• _EXERCISE GOAL_
Please answer from the pathtreelib package description: which class does it name as the main class?

• _GIVEN TEXT_
▼

Metadata-Version: 2.1
Name: pathtreelib
Version: 0.2.1
Summary: A tree-based extension to pathlib
Home-page: https://github.com/MCallagher/pathtreelib
Author: Marco Calandro
Author-email: marco.calandro@mensa.it
License: MIT
Project-URL: Documentation, https://pathtreelib.readthedocs.io/en/stable/
Project-URL: source, https://github.com/MCallagher/pathtreelib
Platform: UNKNOWN
Classifier: Development Status :: 3 - Alpha
Classifier: Topic :: Software Development :: Libraries
Classifier: Topic :: System :: Filesystems
Classifier: Topic :: Scientific/Engineering :: Information Analysis
Classifier: Intended Audience :: Developers
Classifier: Intended Audience :: Science/Research
Classifier: License :: OSI Approved :: MIT License
Classifier: Operating System :: OS Independent
Classifier: Programming Language :: Python :: 3.10
Classifier: Programming Language :: Python :: 3.11
Classifier: Programming Language :: Python :: 3.12
Classifier: Programming Language :: Python :: 3.13
Description-Content-Type: text/x-rst
License-File: LICENSE

|Version badge|

|License badge|

---------------
Getting started
---------------

The main class is PathTree and provides 5 different categories of
functionalities:

* Generate the structure of PathNodes (at tree initialization)
* Different types of iteration on the nodes (e.g. depth-first, breadth-first)
* Computation of different types of custom properties (e.g. bottom-up, top-down)

▲

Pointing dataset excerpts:
▼

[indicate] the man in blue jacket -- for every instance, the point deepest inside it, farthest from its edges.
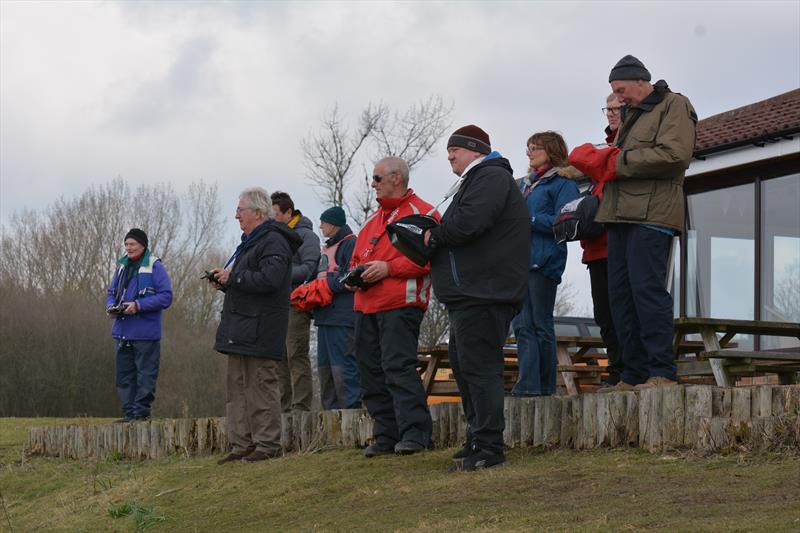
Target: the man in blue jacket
(139, 292)
(336, 360)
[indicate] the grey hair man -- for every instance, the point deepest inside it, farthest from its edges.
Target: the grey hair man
(255, 315)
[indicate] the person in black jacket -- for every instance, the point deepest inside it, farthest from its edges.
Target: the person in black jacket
(255, 316)
(480, 272)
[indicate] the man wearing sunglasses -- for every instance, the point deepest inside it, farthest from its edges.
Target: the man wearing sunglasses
(389, 307)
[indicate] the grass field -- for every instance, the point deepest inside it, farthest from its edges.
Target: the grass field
(342, 491)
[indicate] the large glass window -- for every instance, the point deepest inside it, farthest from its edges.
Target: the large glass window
(780, 255)
(720, 255)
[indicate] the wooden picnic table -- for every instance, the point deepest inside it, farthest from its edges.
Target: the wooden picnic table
(724, 362)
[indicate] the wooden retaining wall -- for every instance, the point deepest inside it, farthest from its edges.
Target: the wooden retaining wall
(700, 417)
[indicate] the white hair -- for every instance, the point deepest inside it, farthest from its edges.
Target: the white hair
(258, 199)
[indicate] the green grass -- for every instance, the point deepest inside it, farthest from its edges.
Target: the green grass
(342, 491)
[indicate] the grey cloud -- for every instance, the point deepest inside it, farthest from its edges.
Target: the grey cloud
(157, 102)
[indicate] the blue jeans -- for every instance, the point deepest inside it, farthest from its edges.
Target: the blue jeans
(536, 338)
(338, 369)
(640, 303)
(137, 372)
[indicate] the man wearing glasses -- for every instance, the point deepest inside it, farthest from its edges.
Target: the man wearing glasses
(389, 305)
(643, 208)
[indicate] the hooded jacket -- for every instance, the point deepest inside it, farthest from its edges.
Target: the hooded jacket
(548, 194)
(656, 141)
(483, 244)
(304, 261)
(151, 300)
(340, 312)
(255, 313)
(408, 284)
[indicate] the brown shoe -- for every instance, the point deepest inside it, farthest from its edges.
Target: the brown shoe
(232, 457)
(619, 387)
(655, 382)
(260, 455)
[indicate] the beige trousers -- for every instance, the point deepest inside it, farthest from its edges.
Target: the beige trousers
(254, 406)
(294, 371)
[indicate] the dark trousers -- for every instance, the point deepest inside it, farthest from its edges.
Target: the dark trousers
(338, 370)
(136, 375)
(477, 336)
(386, 350)
(598, 275)
(640, 304)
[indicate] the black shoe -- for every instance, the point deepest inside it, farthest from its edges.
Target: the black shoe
(464, 452)
(479, 460)
(374, 450)
(260, 455)
(408, 447)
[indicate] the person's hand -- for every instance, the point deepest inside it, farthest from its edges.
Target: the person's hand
(222, 276)
(376, 271)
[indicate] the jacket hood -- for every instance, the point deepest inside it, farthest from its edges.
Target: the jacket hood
(289, 234)
(304, 223)
(494, 162)
(343, 232)
(569, 172)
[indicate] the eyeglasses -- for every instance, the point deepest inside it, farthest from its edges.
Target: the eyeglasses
(611, 110)
(530, 150)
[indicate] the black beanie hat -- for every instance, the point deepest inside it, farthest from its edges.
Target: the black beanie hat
(137, 235)
(629, 68)
(472, 138)
(334, 215)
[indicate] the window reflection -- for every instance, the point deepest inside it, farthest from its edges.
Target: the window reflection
(780, 256)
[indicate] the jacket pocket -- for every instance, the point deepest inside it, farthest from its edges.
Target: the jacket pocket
(243, 328)
(633, 202)
(453, 270)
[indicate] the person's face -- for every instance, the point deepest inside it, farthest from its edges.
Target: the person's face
(613, 108)
(133, 248)
(280, 216)
(247, 216)
(328, 230)
(385, 183)
(537, 157)
(631, 92)
(460, 158)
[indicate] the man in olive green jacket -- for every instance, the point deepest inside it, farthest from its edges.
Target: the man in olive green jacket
(644, 209)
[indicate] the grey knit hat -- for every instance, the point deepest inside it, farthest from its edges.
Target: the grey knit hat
(629, 68)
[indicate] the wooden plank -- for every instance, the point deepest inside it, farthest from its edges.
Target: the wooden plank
(698, 405)
(712, 343)
(568, 377)
(749, 327)
(736, 354)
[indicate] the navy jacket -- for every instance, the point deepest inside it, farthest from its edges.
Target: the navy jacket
(255, 313)
(483, 242)
(146, 324)
(340, 312)
(549, 194)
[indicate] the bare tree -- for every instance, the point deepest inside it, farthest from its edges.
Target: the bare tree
(332, 154)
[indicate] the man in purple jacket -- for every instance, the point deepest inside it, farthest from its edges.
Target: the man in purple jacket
(139, 291)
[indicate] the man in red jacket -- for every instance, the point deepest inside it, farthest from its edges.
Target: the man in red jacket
(595, 257)
(389, 310)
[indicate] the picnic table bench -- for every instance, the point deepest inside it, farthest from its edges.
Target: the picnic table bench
(724, 363)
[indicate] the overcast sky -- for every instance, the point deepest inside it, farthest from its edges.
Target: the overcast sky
(224, 91)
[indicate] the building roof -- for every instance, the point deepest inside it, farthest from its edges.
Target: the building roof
(756, 123)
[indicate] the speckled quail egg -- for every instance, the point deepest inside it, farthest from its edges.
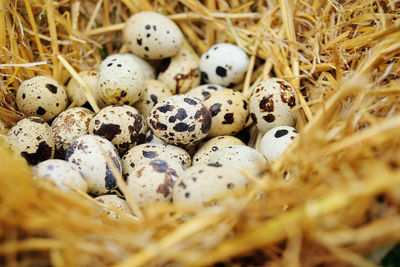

▲

• _WRITTEN SOLUTION_
PathTree